Cá para nós, eu não conheço ninguém que tenha cara de biólogo. Nem sei de onde saiu isso, mas o engraçado é que eu acertei.
Ah, se ele soubesse que eu digo que dois pontinhos pretos no microscópio são um PRETOzoário e uma BLACKtéria. Ele me mataria pelo trocadilho bobo. Tomara que ele demore a descobrir que sou bobas, que sou louca.
E quando ele, olhando para os meus livros, me perguntou do meu curso, pratiquei o auto-preconceito e disse: "Já estou muito velha para cursar a universidade regular, sou aluna de doutorado"... e esse foi o fio da conversa que puxou o encantamento dele comigo ou por mim, sei lá, era recíproco.
Fiz igual à Conceição, da Missa do galo (de Machado de Assis): Disse que estava velha, ao tempo em que dizia: eu sei a idade que tenho. Veja a idade que tenho e compare à sua. E isso foi na primeira vez em que a gente se viu.
Por força da ocasião ele havia olhando muito minha identidade, a foto, não os dados - e me perguntou afirmando (!) se aquela foto era do tempo em que eu cursava História. Acertou, e a gente riu dos velhos estereótipos (não consigo segurar a lucidez por muito tempo e ainda falei: "É, acertou. Mas eu nunca fumei nada fora da lei, não.")
Ah, para ser bem sincera eu me divirto demais com os estereótipos (estou reproduzindo os estereótipos correntes, de autoria desconhecida):
História: Curso de maconheiro e sapatão; perfil: delírios marxistas e gente que se acha politizada.

§ Dados fornecidos

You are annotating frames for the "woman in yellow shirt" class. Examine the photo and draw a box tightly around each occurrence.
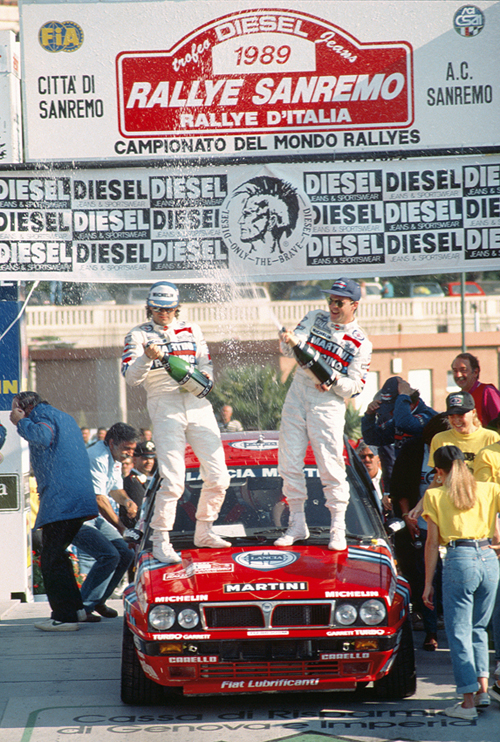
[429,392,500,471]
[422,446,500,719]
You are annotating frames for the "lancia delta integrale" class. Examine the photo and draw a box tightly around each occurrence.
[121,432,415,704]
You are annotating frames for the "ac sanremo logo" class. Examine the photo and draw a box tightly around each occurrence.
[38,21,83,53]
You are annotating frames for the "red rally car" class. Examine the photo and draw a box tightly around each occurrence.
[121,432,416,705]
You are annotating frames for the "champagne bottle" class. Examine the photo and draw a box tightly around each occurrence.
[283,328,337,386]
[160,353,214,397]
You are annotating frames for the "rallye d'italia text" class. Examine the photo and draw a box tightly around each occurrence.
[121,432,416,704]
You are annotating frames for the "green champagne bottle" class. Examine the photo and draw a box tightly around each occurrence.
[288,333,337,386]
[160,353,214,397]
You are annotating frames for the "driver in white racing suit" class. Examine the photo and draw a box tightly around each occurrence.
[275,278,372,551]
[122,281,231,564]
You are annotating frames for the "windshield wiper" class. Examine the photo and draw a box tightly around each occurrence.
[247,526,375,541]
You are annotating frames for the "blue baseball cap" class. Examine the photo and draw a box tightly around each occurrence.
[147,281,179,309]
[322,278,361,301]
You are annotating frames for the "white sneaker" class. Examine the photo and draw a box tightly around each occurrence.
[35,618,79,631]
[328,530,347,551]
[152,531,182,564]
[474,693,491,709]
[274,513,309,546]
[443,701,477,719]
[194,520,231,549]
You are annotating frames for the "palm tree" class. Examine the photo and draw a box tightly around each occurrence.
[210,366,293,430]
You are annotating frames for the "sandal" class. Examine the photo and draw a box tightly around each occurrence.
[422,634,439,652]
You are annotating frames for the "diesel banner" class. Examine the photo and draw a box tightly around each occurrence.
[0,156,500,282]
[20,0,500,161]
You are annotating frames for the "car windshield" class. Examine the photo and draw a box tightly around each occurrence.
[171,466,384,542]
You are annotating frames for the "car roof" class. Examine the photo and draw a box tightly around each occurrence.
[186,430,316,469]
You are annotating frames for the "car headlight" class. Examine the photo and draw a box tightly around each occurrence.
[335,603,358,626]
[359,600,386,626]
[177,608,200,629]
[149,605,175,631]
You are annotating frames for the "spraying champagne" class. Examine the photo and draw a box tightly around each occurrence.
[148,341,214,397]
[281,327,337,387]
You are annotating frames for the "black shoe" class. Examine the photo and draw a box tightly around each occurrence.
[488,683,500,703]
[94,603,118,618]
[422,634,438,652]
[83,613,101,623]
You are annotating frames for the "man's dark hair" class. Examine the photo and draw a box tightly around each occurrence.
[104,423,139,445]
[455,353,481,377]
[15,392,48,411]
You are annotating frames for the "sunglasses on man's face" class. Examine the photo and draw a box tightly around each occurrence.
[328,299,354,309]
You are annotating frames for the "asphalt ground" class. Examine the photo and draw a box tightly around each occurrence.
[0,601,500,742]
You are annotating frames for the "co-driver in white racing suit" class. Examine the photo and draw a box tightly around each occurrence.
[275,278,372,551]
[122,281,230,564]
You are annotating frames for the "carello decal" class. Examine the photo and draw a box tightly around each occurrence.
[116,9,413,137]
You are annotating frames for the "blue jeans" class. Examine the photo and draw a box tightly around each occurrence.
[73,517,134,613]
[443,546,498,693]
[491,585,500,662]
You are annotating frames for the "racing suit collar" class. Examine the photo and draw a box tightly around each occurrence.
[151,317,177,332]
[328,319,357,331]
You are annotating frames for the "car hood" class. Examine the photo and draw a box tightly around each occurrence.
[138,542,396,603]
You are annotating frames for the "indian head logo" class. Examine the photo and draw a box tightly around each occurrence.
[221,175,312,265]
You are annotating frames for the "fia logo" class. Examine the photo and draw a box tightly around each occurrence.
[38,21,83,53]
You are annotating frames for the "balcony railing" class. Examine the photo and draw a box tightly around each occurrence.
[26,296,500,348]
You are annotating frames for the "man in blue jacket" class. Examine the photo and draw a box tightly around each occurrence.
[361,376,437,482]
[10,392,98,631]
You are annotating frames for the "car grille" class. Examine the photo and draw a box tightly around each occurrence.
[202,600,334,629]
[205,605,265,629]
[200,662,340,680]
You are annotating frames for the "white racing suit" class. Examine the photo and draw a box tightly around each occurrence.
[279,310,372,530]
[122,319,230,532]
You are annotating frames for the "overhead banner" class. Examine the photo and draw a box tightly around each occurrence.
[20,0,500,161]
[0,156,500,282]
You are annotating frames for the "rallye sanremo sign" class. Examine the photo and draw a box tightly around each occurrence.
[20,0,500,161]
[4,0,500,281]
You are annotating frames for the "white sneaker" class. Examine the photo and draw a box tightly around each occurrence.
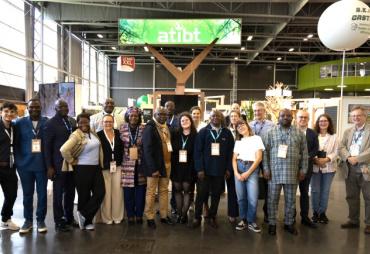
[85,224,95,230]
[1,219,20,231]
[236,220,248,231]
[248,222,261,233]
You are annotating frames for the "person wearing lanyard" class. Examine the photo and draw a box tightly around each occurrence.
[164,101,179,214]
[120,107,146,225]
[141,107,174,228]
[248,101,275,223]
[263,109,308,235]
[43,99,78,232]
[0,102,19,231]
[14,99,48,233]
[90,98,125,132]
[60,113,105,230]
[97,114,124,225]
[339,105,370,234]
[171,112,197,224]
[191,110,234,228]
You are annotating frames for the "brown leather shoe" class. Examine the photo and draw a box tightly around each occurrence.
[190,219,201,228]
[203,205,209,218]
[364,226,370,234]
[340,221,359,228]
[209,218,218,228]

--

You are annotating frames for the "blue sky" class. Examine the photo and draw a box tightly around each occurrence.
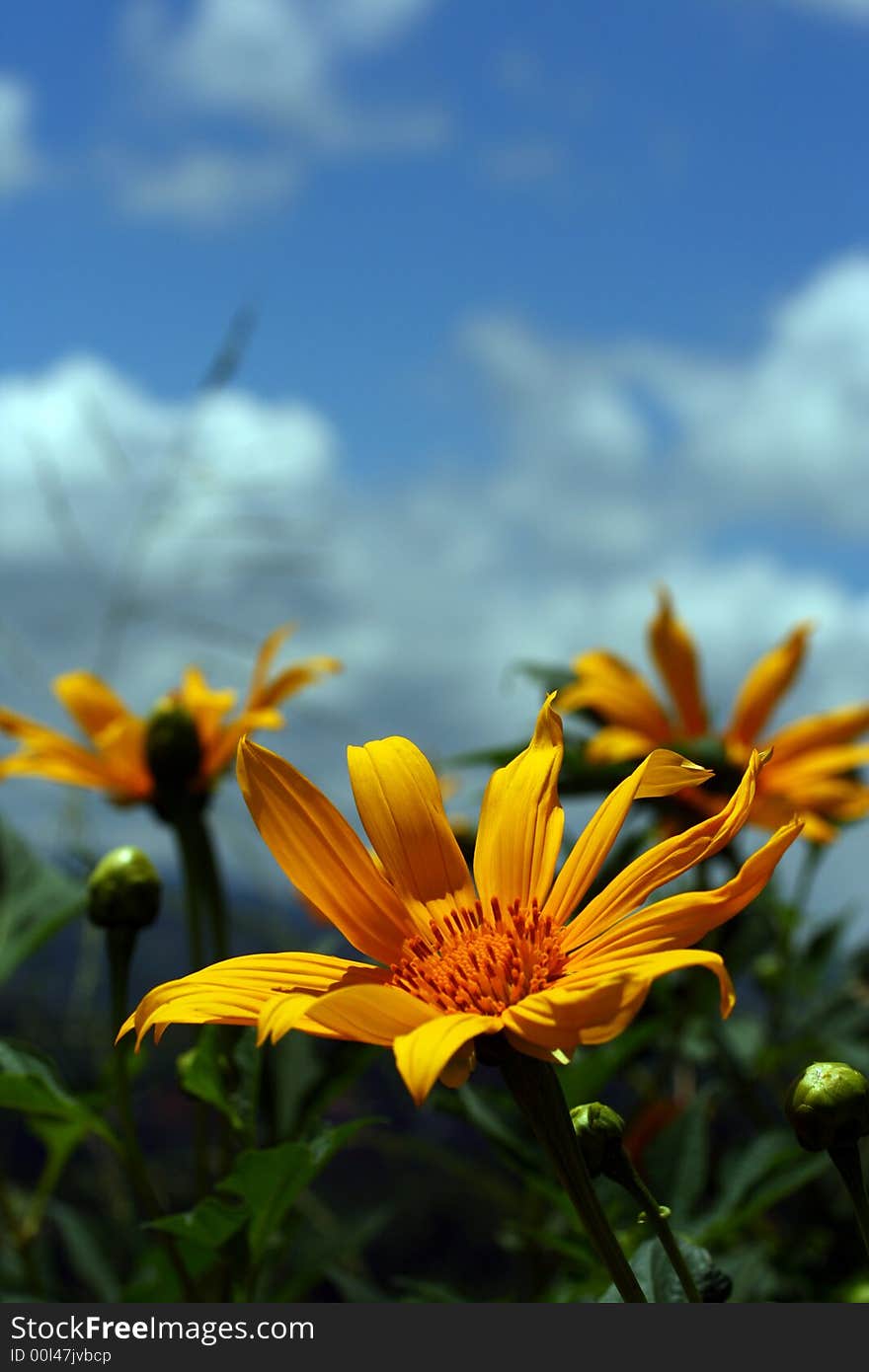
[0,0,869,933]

§ Enunciado 1
Diga se cada afirmação abaixo está de acordo com o texto selecionado, respondendo sim ou não e citando literalmente as palavras do texto que decidem a questão. (a) Quem narra declarou ser aluna de doutorado. (b) A conversa relatada aconteceu no segundo encontro dos dois. (c) Ao examinar a identidade, ele prestou atenção aos dados, e não à foto.
§ Enunciado 2
Reproduza tudo o que vai de "Ah, se ele soubesse" até "gente se viu." no texto selecionado.
§ Enunciado 3
De acordo com o texto selecionado, de que obra de Machado de Assis é a personagem Conceição?
Os itens não são necessários para realizar o que se pede aqui.

§ Resposta 1
(a) Sim: "sou aluna de doutorado". (b) Não: "isso foi na primeira vez em que a gente se viu". (c) Não: "a foto, não os dados".

§ Resposta 2
Ah, se ele soubesse que eu digo que dois pontinhos pretos no microscópio são um PRETOzoário e uma BLACKtéria. Ele me mataria pelo trocadilho bobo. Tomara que ele demore a descobrir que sou bobas, que sou louca.
E quando ele, olhando para os meus livros, me perguntou do meu curso, pratiquei o auto-preconceito e disse: "Já estou muito velha para cursar a universidade regular, sou aluna de doutorado"... e esse foi o fio da conversa que puxou o encantamento dele comigo ou por mim, sei lá, era recíproco.
Fiz igual à Conceição, da Missa do galo (de Machado de Assis): Disse que estava velha, ao tempo em que dizia: eu sei a idade que tenho. Veja a idade que tenho e compare à sua. E isso foi na primeira vez em que a gente se viu.

§ Resposta 3
Da Missa do galo.